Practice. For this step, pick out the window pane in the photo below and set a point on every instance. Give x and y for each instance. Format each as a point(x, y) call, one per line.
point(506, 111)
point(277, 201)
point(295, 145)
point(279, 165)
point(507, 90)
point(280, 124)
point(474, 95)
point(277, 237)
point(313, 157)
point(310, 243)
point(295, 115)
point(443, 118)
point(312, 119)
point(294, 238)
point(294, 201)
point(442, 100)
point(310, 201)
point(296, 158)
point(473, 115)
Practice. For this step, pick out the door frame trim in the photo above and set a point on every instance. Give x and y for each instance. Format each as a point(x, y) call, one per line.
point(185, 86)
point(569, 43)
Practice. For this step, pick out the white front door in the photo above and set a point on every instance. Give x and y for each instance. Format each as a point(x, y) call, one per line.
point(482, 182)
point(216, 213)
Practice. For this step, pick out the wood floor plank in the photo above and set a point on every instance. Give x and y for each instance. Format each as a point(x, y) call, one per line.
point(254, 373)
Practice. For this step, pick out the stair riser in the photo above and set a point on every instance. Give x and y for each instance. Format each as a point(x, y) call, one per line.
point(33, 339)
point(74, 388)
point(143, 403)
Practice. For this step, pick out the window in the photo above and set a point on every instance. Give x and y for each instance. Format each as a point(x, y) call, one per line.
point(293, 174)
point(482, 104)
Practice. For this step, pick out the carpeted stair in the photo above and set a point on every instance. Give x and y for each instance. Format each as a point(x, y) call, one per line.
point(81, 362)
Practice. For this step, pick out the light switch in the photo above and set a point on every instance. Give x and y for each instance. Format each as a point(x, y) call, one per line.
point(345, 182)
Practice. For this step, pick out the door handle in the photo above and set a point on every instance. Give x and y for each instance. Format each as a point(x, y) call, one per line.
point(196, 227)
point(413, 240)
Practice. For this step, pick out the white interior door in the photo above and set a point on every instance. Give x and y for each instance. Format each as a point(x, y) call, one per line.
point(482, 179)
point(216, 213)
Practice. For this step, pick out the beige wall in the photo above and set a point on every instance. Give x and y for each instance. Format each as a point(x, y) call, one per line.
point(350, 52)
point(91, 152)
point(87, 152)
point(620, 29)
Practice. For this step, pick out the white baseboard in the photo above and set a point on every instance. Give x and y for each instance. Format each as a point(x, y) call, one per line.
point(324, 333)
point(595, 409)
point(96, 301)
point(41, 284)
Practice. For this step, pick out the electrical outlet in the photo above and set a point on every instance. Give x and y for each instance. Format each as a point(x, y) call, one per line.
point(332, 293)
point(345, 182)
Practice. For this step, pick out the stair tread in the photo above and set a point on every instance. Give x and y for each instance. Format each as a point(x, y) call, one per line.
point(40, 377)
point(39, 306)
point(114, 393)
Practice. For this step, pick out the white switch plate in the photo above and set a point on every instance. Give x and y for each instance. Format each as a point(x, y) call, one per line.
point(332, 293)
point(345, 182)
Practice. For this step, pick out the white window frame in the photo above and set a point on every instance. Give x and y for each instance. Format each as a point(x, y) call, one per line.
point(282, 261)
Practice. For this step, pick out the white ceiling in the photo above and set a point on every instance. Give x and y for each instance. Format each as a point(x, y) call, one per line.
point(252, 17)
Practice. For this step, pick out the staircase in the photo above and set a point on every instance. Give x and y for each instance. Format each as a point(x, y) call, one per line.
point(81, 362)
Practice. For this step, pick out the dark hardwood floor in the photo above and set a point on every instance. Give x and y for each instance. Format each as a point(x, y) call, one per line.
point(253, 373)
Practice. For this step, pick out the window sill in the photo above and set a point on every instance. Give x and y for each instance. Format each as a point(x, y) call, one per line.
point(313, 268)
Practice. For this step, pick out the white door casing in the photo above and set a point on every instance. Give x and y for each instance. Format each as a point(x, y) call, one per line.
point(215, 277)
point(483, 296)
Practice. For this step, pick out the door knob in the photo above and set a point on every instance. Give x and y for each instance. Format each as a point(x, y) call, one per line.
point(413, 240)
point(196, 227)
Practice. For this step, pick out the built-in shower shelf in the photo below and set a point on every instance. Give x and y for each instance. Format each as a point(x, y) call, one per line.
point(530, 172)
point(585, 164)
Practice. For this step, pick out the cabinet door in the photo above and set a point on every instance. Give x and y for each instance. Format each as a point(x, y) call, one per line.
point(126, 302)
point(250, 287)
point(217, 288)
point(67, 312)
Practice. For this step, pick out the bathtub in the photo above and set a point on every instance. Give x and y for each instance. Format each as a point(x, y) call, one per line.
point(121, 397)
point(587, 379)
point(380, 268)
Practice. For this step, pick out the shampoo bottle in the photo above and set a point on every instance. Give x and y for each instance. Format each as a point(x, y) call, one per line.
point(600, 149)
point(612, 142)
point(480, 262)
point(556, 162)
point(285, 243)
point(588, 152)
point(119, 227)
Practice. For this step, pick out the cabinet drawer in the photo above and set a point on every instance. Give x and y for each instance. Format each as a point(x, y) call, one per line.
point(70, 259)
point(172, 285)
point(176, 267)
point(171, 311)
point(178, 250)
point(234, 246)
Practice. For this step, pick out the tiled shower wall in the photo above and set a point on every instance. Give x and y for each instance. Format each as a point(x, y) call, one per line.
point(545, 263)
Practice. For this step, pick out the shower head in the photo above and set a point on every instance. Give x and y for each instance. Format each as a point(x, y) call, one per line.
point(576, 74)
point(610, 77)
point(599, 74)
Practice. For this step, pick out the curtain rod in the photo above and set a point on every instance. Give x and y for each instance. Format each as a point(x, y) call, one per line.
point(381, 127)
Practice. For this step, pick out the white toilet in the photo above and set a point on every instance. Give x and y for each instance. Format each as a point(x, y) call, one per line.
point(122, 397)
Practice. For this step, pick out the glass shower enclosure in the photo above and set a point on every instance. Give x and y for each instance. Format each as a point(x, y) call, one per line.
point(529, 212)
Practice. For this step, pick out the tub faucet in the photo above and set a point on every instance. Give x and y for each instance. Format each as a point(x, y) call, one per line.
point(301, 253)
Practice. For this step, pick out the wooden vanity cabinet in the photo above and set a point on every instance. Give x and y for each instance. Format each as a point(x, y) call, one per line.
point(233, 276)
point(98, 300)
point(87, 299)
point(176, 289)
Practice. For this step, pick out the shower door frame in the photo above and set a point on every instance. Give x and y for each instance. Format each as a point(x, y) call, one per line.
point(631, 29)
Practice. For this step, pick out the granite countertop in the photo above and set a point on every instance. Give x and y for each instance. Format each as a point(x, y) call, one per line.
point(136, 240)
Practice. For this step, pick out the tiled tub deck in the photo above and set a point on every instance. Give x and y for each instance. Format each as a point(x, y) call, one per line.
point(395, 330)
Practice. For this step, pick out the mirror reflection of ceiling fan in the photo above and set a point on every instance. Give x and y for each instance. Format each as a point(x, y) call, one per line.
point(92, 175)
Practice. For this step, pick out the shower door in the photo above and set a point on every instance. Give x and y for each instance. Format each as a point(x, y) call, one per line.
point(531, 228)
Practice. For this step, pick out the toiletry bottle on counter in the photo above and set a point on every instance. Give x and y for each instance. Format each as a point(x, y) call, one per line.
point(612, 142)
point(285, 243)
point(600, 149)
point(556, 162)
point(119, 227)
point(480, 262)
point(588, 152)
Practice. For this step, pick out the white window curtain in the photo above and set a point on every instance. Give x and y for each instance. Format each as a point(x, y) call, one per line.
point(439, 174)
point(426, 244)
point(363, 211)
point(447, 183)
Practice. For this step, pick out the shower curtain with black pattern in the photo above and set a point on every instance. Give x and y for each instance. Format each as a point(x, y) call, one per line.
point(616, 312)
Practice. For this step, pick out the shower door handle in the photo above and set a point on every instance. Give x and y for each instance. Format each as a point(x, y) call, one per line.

··········

Exercise:
Rewrite all of the lines above, replacing "set a point" with "place a marker" wherever it appears and leaving everything else unchanged.

Result below:
Practice. For this step, pick out the window pane in the photo below and place a marker on every instance. Give x and y for each instance. Format each as a point(x, y) call, one per line.
point(506, 111)
point(277, 201)
point(295, 145)
point(279, 165)
point(507, 90)
point(280, 124)
point(474, 95)
point(277, 237)
point(313, 157)
point(310, 243)
point(295, 115)
point(443, 118)
point(312, 119)
point(294, 238)
point(294, 201)
point(442, 100)
point(310, 201)
point(296, 158)
point(473, 115)
Practice. For this step, pick out the door frame trim in the photo above and place a marker on every instance. Give x and y for each instance. Format each as a point(x, y) call, one per line.
point(185, 86)
point(569, 43)
Practice. For this step, pick out the white front door in the photo above and place a marker on every instance. Give x and y for each instance. Format each as a point(x, y) call, one per line.
point(482, 182)
point(216, 213)
Practice. For this step, pick out the wood floor plank in the photo above and place a marker on every instance. Give x and y for each instance. Format each as a point(x, y) call, one per line.
point(254, 373)
Practice. For this step, pick out the stair riser in the photo above and place a marker on every instance. Give x and y for each instance. Format each as a point(x, y) call, one per line.
point(33, 339)
point(74, 388)
point(143, 403)
Practice. For this step, pick out the window in the photo above and place a marker on every instance. Give x and y for each instance. Format each as a point(x, y) call, one per line.
point(293, 174)
point(482, 104)
Practice. For this step, pick out the carpeted stair in the photo above and place a marker on every instance. Give x and y for each instance. Format each as a point(x, y) call, one per line.
point(81, 362)
Practice. For this step, pick out the light switch in the photo above and place a marker on every instance. Give x and y for each instance. Format each as a point(x, y) call, one per line.
point(345, 182)
Practice. For this step, pick out the door handle in the photo above and place a marker on every instance. Give x and y for each instance. Format each as a point(x, y) call, one per line.
point(196, 227)
point(413, 240)
Practice. For this step, pick out the white interior door in the photo above and place a marker on every instance. Give x and y for each instance. Format each as a point(x, y) call, one per line.
point(482, 179)
point(216, 213)
Practice. For this step, pick out the beige wall in the photo above and place a marker on every instance. Give x and y for each instance. Format each as a point(x, y) call, one per line.
point(350, 52)
point(91, 152)
point(87, 152)
point(620, 29)
Practice. For this step, pick out the white baseboard in the photo above and place a marker on every instance. Give x and y for each instance. Format each as a point(x, y) call, one per line.
point(324, 333)
point(595, 409)
point(96, 301)
point(41, 284)
Practice. For this step, pick out the electrical outlet in the photo above and place a marker on every instance. Give x and y for each instance. Format each as a point(x, y) call, one per line.
point(332, 293)
point(345, 182)
Practice. For this step, pick out the stair tread in the photo above and place a marker on every instance. Give x and y for each instance. Format each as a point(x, y) call, one per line.
point(40, 377)
point(39, 306)
point(114, 393)
Practice. For this step, pick out the white switch plate in the photo above and place a marker on every instance. Give x and y for each instance. Format each as a point(x, y) call, one per line.
point(332, 293)
point(345, 182)
Practice. For this step, pick out the white window frame in the photo above and place a marker on every instance. Give x and y for each instance. Format each as a point(x, y) call, one per line.
point(282, 261)
Practice. For this step, pick out the white ceiling in the photo above and place a marker on every instance. Give x and y for each instance. Format each as a point(x, y) call, one per line.
point(252, 17)
Practice. For this step, pick out the staircase in the photo above and place a marker on every instance. Give x and y for each instance. Format each as a point(x, y) call, one per line.
point(81, 362)
Practice. For this step, pick out the dark hardwood floor in the photo above and place a marker on every instance. Give x and y for each instance. Format each as a point(x, y) call, one per line.
point(253, 373)
Practice. For this step, pick out the window sill in the photo above and place a marker on every instance. Give x and y for each instance. Format each as a point(x, y) call, one per line.
point(313, 268)
Practice. For this step, pick out the white door casing in the photo above and place a marker on every instance. Give x and y for each instance. Format each as a point(x, y) call, one per line.
point(215, 277)
point(483, 296)
Practice. For this step, pick out the door knob in the photo above and place a marker on every instance. Give x and y for each instance. Format each as a point(x, y) call, one per line.
point(413, 240)
point(196, 227)
Practice. For this step, pick out the built-in shower shelf in the photo below and place a marker on every instance. Give x and y for each instance. Format each as a point(x, y) call, one per line.
point(530, 172)
point(585, 164)
Practice. For this step, pick out the cabinet door in the photo above and place a marker on every instance. Give x and y for each instance. Format each as a point(x, y) call, one per line.
point(126, 302)
point(250, 287)
point(217, 288)
point(67, 312)
Practice. For this step, pick out the bathtub in the photo above and place a marker on every instance. Give x and y for each instance. Format each as a point(x, y) call, one per line.
point(121, 397)
point(587, 379)
point(380, 268)
Practice. For this step, pick out the shampoo bottle in the photo above and place a marker on every instance. Give x and y for each instance. Format each as a point(x, y) call, one per line.
point(600, 149)
point(612, 142)
point(480, 262)
point(556, 162)
point(285, 243)
point(588, 152)
point(119, 227)
Practice. For this step, pick out the cabinet drawer in the photo above and place a marker on every instance. Give x and y for each instance. Format each as a point(x, y) call, one per line.
point(70, 259)
point(172, 285)
point(176, 267)
point(171, 311)
point(178, 250)
point(234, 246)
Practice. For this step, pick out the tiled shower wall in the photo above and place a marker on every instance. Give x and y for each instance. Format each as a point(x, y) call, one per line.
point(545, 263)
Practice. For this step, pick out the shower head in the photo above and place a marker on every instance. Give x and y for each instance. Format each as a point(x, y) call, one per line.
point(576, 74)
point(610, 77)
point(599, 74)
Practice. For this step, pick out the curtain rod in the photo above and place a marker on every instance. Give x and y for each instance. Format each as a point(x, y) call, one per line.
point(381, 127)
Practice. For this step, pick out the white toilet in the photo above and place a marker on every instance. Give x and y for each instance. Format each as a point(x, y) call, one per line.
point(122, 397)
Practice. For this step, pick out the glass shower enclosure in the photo above and place a marker on every instance. Give x and y for each instance. Format each as a point(x, y) call, one per line.
point(529, 212)
Practice. For this step, pick out the tub faucet in the photo above and place a marker on every instance. Give x and y for each instance. Format each as a point(x, y) call, one per line.
point(301, 253)
Practice. For this step, pick out the wooden vanity cabinet in the photo above and place a marker on every instance. Give x and y for each instance. Format each as a point(x, y) call, one per line.
point(233, 276)
point(98, 300)
point(87, 299)
point(176, 289)
Practice. For this step, pick out the shower door frame in the photo above and place a marker on every instance. Give x and y for each instance. Format each as a point(x, y) call, one per line.
point(631, 29)
Practice. For this step, pick out the granite countertop in the photo above and place a marker on every instance. Give x and y for each instance. Format each as a point(x, y) call, one per line.
point(136, 240)
Practice. For this step, pick out the tiled tub deck in the photo above and place a marker on every instance. Give x and y for each instance. Format each as a point(x, y) call, one per line.
point(395, 330)
Practice. For this step, pick out the mirror reflection of ceiling fan in the photo above and place a marker on every instance. Give x and y for each instance. Format each as a point(x, y) call, one per line.
point(92, 175)
Practice. For this step, pick out the shower door in the photo above and place a marker on every instance. Give x and y for each instance. Format each as a point(x, y) call, one per line.
point(531, 228)
Practice. For this step, pick out the toiletry bottle on counter in the photo above and place a marker on every instance. Give x and y for each instance. Format each as a point(x, y) call, one per line.
point(612, 142)
point(285, 243)
point(600, 149)
point(556, 162)
point(119, 227)
point(480, 262)
point(588, 152)
Practice. For this step, pick out the white window curtain in the photo above and place a marker on every instance. Give x and y for each instance. Format each as a point(x, y) call, one per line.
point(439, 174)
point(426, 244)
point(363, 211)
point(447, 183)
Practice. For this step, pick out the shower curtain with black pattern in the photo above and place a marker on every instance. Give x and y for each instance. Format each as a point(x, y) call, one per line.
point(616, 312)
Practice. For this step, pick out the shower door handle in the photo above and place a marker on every instance. Give x and y for each instance. Format each as a point(x, y) call, one per line.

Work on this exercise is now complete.